_DIRECTIONS FOR THIS TASK_
The answer must be every line of the records below that holds the word "point".

Natural-language object grounding data:
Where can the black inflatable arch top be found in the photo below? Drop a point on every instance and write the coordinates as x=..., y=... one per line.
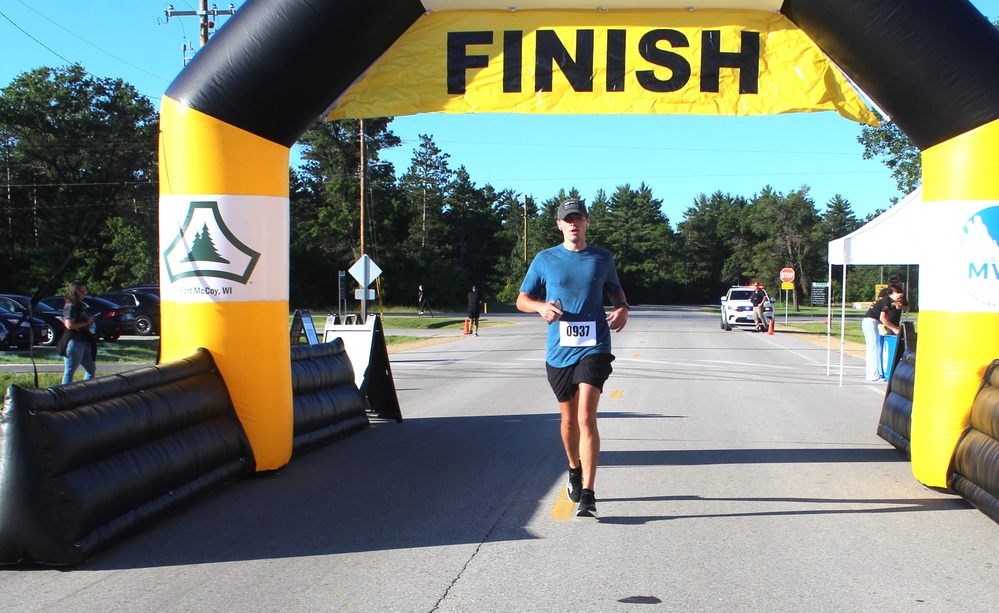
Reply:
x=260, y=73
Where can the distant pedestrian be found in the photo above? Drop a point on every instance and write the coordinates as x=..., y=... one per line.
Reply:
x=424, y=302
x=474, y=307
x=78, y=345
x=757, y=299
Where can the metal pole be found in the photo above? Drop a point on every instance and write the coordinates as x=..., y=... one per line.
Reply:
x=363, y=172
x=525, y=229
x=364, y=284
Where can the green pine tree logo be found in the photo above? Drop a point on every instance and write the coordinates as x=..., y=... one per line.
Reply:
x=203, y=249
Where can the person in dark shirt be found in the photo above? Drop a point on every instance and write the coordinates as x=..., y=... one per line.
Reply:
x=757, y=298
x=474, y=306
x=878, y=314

_OUTPUT FOR THIS TASK_
Where can the black inflatable arch top be found in the photo below? Drop a point on every instance and write the coordinates as x=..., y=... one per line.
Where can the distant pedestrian be found in the photo above? Drop a point on every instance and write the coordinates as x=..., y=... one per line.
Where can the metal pole be found in the photo above? Drop a point on every instance and write the coordinates as x=..., y=... one per line.
Where can the green pine tree logo be found in the photo above? Drop a point on every instance and write the coordinates as x=..., y=... one per line.
Where can the person in dark shirt be found in the photo above? Drop a point on every instance and write the coordinates as x=..., y=... one per line.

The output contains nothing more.